-------- Document excerpt --------

Belarusian singer and model (born 1970)

Angelica Anatolyevna Yalinskaya (Анжелика Анатольевна Ялиньская; Анжаліка Анатольеўна Ялінская; born 17 May 1970), better known as Angelica Agurbash (Анжелика Агурбаш; Анжаліка Агурбаш), is a Belarusian singer and former model best known internationally for representing Belarus at the Eurovision Song Contest 2005.

==Biography==
Agurbash was born the city of Minsk, Belarus, during the period the city was within the Byelorussian Soviet Socialist Republic of the Soviet Union. In 1988, she won the first Miss Belarus title when she was a student of the Belarusian Academy of Arts. Between 1990 and 1995, she was in the band Verasy. In 1991, Angelica earned her second title "Miss Photo USSR" becoming the most photographed model in Belarus.

After Angelica left Verasy, she has had numerous hit singles as well as releasing three albums – "Paper Moon", "Night Without a Dream" and "For You". In 2002, she presented her brand-new album "The Farewell Kiss of Lika Yalinskaya" the same year. Agurbash was the Belarusian Eurovision Song Contest entrant in 2005. Her original song, Boys and Girls, a rock ballad themed after the Beslan school hostage crisis, was chosen by a jury after a pre-selection vote by Belarusian viewers. However, due to the song's poor reception across Europe, the Belarusian state broadcaster decided in a highly unusual move to allow Angelica to sing a different song in Kyiv.

She ordered songs from two composers with successful Eurovision records: the Israeli author of 1998 winner Diva Svika Pick, and the author of Antique's hit Die For You Nikos Terzis. After long hesitation, Agurbash picked the Greek disco anthem Love Me Tonight. The song change succeeded in producing hype around the Belarusian entry, to which added also a transformer dress, inspired by Marie N's victory in 2002. She entered the show amongst the pre show favourites. However, in the contest she did not fare as well as expected, failing to make it past the semi-finals. "Love Me Tonight" ended 13th out of 25.

-------- Given information --------

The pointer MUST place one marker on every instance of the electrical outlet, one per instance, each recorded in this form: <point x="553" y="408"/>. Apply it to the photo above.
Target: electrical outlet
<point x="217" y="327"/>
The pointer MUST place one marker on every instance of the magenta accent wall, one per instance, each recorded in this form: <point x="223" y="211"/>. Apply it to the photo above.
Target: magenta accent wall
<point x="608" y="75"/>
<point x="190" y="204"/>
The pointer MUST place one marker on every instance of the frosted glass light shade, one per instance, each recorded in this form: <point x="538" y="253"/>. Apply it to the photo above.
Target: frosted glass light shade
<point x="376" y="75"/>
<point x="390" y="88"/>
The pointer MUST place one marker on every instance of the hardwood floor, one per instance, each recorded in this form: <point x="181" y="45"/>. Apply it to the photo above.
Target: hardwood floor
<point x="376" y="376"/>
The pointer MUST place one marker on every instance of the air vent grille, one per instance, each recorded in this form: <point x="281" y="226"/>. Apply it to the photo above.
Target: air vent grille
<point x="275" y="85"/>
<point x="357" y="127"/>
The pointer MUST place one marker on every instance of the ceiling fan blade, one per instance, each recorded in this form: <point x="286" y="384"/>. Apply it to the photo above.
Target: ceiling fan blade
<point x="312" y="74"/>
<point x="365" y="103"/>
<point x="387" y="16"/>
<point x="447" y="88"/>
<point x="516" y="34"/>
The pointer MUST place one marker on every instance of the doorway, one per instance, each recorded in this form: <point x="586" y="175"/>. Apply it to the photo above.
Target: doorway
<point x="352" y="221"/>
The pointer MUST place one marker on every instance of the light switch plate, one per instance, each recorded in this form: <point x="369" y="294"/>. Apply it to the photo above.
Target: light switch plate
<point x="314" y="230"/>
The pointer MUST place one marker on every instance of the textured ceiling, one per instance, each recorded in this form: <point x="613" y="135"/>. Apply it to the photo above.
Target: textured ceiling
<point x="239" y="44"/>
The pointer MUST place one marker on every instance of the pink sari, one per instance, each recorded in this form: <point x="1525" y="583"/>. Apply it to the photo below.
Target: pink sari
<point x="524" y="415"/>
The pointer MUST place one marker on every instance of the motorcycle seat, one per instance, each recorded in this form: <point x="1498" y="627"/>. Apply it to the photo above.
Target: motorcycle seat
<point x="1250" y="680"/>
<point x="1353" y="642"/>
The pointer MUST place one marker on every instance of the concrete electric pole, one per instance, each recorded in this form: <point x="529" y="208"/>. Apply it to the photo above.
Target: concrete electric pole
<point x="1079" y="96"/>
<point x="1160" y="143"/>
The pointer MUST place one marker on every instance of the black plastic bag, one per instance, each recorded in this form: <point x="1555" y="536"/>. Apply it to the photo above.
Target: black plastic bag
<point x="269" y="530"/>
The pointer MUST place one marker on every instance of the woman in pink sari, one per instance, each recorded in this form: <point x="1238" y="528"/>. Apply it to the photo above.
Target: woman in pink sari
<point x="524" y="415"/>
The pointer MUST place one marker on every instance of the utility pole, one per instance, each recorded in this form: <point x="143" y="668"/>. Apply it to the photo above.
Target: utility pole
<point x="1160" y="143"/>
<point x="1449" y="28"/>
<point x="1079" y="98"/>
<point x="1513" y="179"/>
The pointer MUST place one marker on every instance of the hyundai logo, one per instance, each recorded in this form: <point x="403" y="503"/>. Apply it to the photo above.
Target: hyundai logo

--------

• Given exercise:
Continue the Angelica Agurbash biography, picking up right after its final sentence. The items are not needed here.

• Response to this task:
== Public position ==
Angelica Agurbash supports the opposition to the political regime in Belarus. In connection with her participation in a solidarity event, she was briefly detained in Russia.

In June 2021, the authorities of the Republic of Belarus opened a criminal case against her on charges of inciting discord and insulting Alexander Lukashenko. She was charged under Part 3 of Article 130 of the Criminal Code (incitement of enmity or discord), which carries a sentence of up to 12 years' imprisonment, and Part 2 of Article 368 of the Criminal Code (insulting the president), which carries a sentence of up to three years. According to the Belarusian Prosecutor General's Office, the singer was arrested in absentia. The Belarusian authorities submitted a request to the Prosecutor General's Office of the Russian Federation for her extradition to Belarus to serve her sentence there.

==Discography==
- "Love Me Tonight" (12 April 2024)
- "You do not know me that way" (25 September 2012)
- "Grand Collection" (20 April 2010)
- "Love!Love?Love..." (26 February 2009)
- "I will live for you" (9.02.2007)
- "Belarus girl" (15 July 2005)
- "Rules of love" (18 May 2005)
- "Best songs" (1 January 2002)
- "Last kiss" (1 January 2001)
- "For you" (1 January 1999)
- "Night without a dream" (1 January 1997)
- "Paper moon" (1 January 1995)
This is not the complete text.